Texte fourni
········

Entretien / Regard bleu mélancolie et silhouette émaciée, Liam Neeson marque une pause pour évoquer sa nouvelle course contre la montre à grande vitesse dans The Passenger. En voiture s'il vous plaît...
C'est la quatrième fois que vous travaillez avec Jaume Collet-Serra ; dans quelle mesure parvenez-vous à vous surprendre mutuellement ?
Liam Neeson : Nous ne nous surprenons pas vraiment. En tout cas, à chaque fois c'est de plus en plus facile pour nous de travailler ensemble et nous sommes de plus en plus proches. On ne cherche pas à suranalyser chaque chose ni des motivations aux personnages ; on est tout de suite dans le concret. J'arrive sur le tournage, on regarde les mouvements de caméra, et puis on met en boîte — c'est aussi simple que cela. Sauf s'il y a une scène un peu plus complexe, auquel cas on fait une répétition. Nous aimons notre énergie mutuelle. L'équipe le perçoit ; elle sait qu'on ne va pas attendre jusqu'à la cinquième prise.

········

[Lignes de données]
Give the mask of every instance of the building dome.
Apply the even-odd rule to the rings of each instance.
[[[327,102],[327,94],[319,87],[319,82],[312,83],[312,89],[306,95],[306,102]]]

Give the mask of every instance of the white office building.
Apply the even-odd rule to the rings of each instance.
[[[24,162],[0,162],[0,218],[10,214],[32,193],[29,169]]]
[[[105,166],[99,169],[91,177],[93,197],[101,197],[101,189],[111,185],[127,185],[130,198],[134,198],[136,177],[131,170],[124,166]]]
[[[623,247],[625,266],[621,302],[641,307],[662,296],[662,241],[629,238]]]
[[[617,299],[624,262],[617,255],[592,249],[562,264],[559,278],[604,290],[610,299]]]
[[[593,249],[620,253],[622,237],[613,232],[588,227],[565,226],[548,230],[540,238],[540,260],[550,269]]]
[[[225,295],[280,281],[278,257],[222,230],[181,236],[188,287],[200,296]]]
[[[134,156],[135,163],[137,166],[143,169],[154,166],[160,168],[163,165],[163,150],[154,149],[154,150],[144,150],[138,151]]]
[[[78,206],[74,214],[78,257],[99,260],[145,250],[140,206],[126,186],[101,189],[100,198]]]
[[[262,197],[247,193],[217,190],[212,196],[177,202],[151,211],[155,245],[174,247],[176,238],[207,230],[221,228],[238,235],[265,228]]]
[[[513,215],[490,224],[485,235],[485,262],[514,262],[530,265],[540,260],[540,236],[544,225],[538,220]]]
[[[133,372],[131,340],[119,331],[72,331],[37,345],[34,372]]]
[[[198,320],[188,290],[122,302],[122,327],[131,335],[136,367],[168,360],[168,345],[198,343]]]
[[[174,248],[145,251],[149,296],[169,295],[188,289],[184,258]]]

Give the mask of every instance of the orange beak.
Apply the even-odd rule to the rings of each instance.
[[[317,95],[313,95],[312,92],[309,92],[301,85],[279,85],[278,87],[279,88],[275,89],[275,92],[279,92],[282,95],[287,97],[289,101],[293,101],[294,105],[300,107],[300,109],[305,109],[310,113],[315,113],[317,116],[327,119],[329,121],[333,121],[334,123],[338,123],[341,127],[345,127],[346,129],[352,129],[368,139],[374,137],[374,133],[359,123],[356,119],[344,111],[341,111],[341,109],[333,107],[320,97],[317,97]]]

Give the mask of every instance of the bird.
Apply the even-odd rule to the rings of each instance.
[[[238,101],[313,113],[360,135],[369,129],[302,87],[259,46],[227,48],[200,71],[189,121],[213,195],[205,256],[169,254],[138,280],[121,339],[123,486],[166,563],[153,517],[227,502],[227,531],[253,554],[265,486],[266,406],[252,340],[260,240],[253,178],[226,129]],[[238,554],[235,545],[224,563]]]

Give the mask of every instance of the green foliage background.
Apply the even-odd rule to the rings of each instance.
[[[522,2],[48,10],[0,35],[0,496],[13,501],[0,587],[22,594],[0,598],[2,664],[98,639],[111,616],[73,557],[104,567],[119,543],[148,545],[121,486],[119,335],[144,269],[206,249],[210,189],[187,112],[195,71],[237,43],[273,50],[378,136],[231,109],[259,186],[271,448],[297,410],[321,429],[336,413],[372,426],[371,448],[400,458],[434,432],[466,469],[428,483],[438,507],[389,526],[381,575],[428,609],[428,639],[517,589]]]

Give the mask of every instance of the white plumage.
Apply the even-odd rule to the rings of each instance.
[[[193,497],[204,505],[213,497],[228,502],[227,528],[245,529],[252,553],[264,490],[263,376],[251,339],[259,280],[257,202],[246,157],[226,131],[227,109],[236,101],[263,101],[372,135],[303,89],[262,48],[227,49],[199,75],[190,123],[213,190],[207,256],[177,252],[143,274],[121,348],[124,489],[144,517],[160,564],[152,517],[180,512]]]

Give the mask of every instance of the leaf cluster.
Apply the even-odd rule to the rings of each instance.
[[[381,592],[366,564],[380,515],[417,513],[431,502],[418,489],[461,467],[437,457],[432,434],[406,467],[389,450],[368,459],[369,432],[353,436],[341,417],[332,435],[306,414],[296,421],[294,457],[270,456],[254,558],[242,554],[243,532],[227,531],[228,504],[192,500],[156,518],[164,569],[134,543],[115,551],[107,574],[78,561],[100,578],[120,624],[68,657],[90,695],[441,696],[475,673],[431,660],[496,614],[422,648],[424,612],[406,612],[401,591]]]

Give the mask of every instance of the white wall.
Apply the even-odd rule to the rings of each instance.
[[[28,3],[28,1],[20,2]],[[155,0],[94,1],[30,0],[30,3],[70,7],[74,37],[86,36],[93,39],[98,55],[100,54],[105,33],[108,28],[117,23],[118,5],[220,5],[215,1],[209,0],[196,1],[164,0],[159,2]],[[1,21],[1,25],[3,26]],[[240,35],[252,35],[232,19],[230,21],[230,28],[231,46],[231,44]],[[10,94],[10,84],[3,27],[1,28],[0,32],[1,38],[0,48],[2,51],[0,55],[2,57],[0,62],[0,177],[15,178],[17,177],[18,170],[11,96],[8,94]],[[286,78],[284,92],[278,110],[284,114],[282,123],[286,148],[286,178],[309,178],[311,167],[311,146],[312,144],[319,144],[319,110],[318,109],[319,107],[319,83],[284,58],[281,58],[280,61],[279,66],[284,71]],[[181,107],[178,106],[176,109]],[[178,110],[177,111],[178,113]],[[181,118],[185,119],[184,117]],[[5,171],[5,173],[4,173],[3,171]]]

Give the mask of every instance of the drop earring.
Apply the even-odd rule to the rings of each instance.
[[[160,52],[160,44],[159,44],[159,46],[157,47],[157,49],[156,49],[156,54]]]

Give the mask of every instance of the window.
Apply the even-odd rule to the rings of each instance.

········

Consigne A
Traduisez en anglais cette phrase de l'entretien avec Liam Neeson : « En tout cas, à chaque fois c'est de plus en plus facile pour nous de travailler ensemble et nous sommes de plus en plus proches. »
Consigne B
Résumez en deux phrases l'entretien avec Liam Neeson.
Consigne C
Prolongez l'entretien avec Liam Neeson au-delà de sa dernière phrase.

Réponse finale A
In any case, each time it gets easier and easier for us to work together, and we are getting closer and closer.

Réponse finale B
Interrogé sur The Passenger, Liam Neeson indique qu'il travaille pour la quatrième fois avec Jaume Collet-Serra et que leur collaboration devient chaque fois plus facile et plus proche. Sur le tournage, ils évitent de suranalyser, regardent les mouvements de caméra puis tournent aussitôt, ne répétant que pour les scènes plus complexes.

Réponse finale C
Et puis, il est très inventif ; sa caméra est au service de l'histoire et j'adore ça. Après Non Stop, il m'a fait passer d'un avion à un train — j'étais curieux de savoir comment il allait filmer. Et l'on va recommencer pour notre cinquième film ensemble, dans un espace encore plus petit : un placard (sourires) Non, en fait je ne peux pas encore en parler.
Quelle est la part d'effets spéciaux, et celle de votre implication physique ?
On a tourné dans l'un des studios de Pinewood où un Star Wars venait de s'achever. Le décor, c'était un compartiment et demi sur des vérins hydraulique, placé devant un fond vert — je ne comprends pas vraiment comment ça marche, mais le train est supposé avoir 6 ou 7 voitures différentes. Pendant la semaine nous tournions dans un compartiment donné, et puis le week-end le chef-décorateur et ses équipes changeaient des éléments pour que ce compartiment en devienne un autre — et ainsi de suite. Tout était extrêmement organisé. Donc, quand j'arpente le train en entier, cela correspond en réalité à une semaine et demi de boulot.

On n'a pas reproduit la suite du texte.